* **WHAT NEEDS TO BE DONE**
Retype the listing below word for word, omitting the pictures.

:: DATA ENTRIES

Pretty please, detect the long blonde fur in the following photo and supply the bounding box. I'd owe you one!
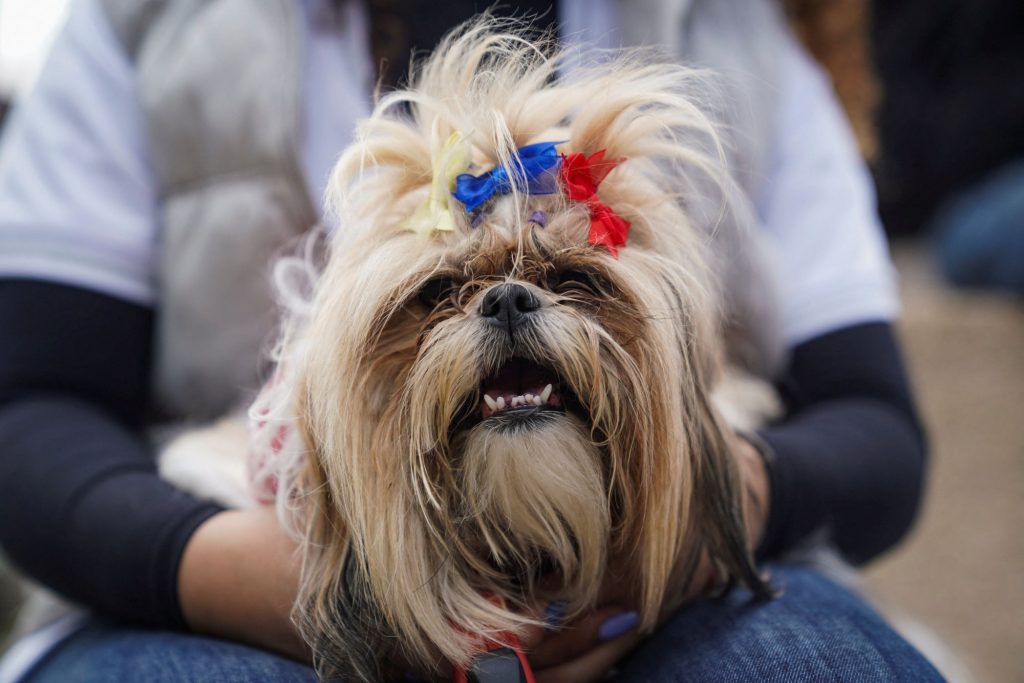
[268,18,765,680]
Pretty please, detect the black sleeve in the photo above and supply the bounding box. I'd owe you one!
[0,280,220,628]
[759,323,926,563]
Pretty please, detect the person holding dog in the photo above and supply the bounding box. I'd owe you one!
[0,0,938,681]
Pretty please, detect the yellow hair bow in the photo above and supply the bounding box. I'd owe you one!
[402,132,470,236]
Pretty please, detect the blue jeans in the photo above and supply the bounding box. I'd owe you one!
[25,566,942,683]
[934,161,1024,294]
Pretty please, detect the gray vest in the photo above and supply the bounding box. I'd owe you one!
[103,0,778,419]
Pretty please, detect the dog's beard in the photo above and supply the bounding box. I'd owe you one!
[455,409,610,602]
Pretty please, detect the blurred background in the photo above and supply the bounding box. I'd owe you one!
[0,0,1024,683]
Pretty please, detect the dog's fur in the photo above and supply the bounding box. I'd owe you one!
[159,20,769,680]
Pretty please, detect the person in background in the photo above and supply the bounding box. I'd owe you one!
[0,0,940,683]
[872,0,1024,294]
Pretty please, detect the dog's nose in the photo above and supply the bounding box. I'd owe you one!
[480,283,541,332]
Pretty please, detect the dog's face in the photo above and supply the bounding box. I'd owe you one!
[280,22,770,679]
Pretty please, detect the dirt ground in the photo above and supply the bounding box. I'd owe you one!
[866,245,1024,683]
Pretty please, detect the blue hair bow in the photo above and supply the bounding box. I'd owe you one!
[452,142,559,213]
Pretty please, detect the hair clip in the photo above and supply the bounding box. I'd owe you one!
[452,142,560,213]
[402,132,470,236]
[562,150,630,258]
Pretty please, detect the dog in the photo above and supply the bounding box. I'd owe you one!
[161,18,771,681]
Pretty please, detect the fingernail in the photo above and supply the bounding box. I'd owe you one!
[544,600,565,627]
[597,612,640,641]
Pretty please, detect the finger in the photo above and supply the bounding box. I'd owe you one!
[528,605,639,669]
[535,630,643,683]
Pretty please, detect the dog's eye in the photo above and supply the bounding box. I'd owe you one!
[416,278,456,308]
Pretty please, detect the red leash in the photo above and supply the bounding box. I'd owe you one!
[453,595,537,683]
[454,633,537,683]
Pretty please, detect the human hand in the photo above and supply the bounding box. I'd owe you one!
[178,507,310,661]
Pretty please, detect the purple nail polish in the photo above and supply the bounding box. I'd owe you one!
[597,612,640,642]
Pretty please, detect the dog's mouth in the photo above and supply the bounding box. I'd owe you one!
[479,358,563,420]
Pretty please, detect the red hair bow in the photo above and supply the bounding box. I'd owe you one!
[562,150,630,258]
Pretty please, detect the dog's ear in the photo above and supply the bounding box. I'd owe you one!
[692,394,774,598]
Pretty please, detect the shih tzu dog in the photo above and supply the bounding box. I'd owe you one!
[163,19,769,680]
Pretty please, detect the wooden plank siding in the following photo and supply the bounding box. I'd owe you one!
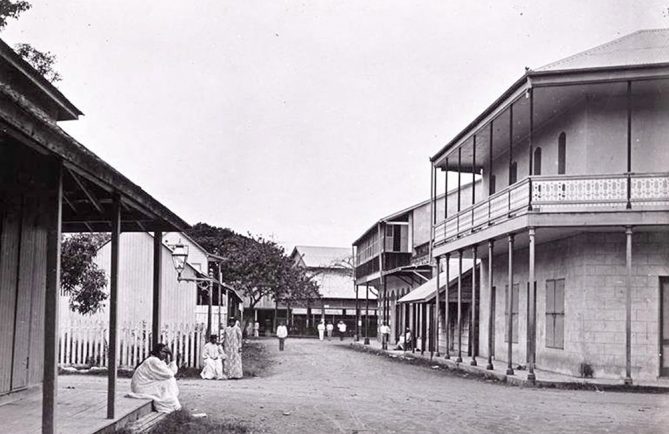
[0,144,46,395]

::::

* **COMPLETE RESPONSE**
Pretty please, detect the long blonde fur in the following photo and supply the bounding box. I'd owe you one!
[268,18,765,680]
Pretty please, detect the black sleeve in the photo above and supply the bounding box. I'd owe you one!
[0,280,220,628]
[759,323,926,563]
Pretty please, detect the person holding dog in the photo above and supply the bounding box. I'd owe you one!
[0,0,938,681]
Pretty please, detect the yellow hair bow in the photo above and supply the bounding box. I'd owe you one!
[402,132,470,236]
Pretty please, detect the blue jeans in the photo above and supply the bounding box. I'd owe you one!
[25,566,942,683]
[934,161,1024,294]
Pretty please, detect the gray vest in the photo above and supply the bounding box. I'd owe you one!
[103,0,778,419]
Pretty please, detect the dog's beard in the photo above and supply the bounding box. I'd owe you one!
[455,409,610,602]
Pretty please, detect the blurred background in the photo above and supply the bounding box. I'd owe you one!
[0,0,1024,683]
Pretty please, detect the dog's fur in the photo above and supply the bounding box. I'd owe you one!
[159,20,769,680]
Pretty please, detect the person in background in the photo above and supply the bounding box. I'd owe you one!
[0,0,940,683]
[872,0,1024,294]
Pretty please, detect the dog's nose in the photo above and supply the bounding box. I'd owe you one!
[480,283,541,332]
Pretty please, detect the dog's face in the photo above and supply the bounding box. I'd owe you one!
[280,22,770,679]
Pretty please, detect the dirt ground in the photo above and supply the bounding box. I'd owe you one!
[866,245,1024,683]
Pretty please, detect the blue hair bow in the photo above and supply the bounding box. I'd owe you one!
[452,142,559,213]
Pretty please, detect the hair clip in the photo above and supply the bounding box. I'd owe you one!
[452,142,560,213]
[402,132,470,236]
[562,150,630,258]
Pretty please, detect the dog in the photo above and supply the bounding box. I'd owe you one!
[161,18,771,681]
Pretty please, detect the fingernail in the photo above and supply the bounding box. I'd owe you one!
[544,600,565,627]
[597,612,640,641]
Pretty please, detect the finger in the photo above and supply the bounding box. I'd owe you one!
[528,605,639,669]
[535,630,643,683]
Pretty please, detect the dog's eye in the photo above and supply the bounding box. I'd owe you one!
[416,278,456,308]
Pretty please, detect the red leash in the photo above and supply the bounding box. I'd owe you one!
[453,595,537,683]
[454,633,537,683]
Pretty please, detect the human hand in the photo above and supply the bounding box. I'd owe you one!
[178,507,310,661]
Pretty please, detect the purple nail polish in the photo above and supply the bounding box. I'd owe you one!
[597,612,640,642]
Pretty please, detect the dog's mouth in the photo above and supply the bounding box. I'd owe you one!
[479,358,563,420]
Pretty please, detect the red hair bow in the photo above and supply the bounding box. I'd owe you one!
[562,150,630,258]
Pretty please, detect the dog's ear in the photo above and supply the bounding box. I'd owe you one!
[692,394,774,598]
Pretty please, detect the shih tzu dog in the photo above and supply the bounding box. I'd owe you one!
[163,19,769,680]
Pretty please, detect the wooden plank siding in the following photo and supply the bounding box. I'd owe you one!
[0,144,46,395]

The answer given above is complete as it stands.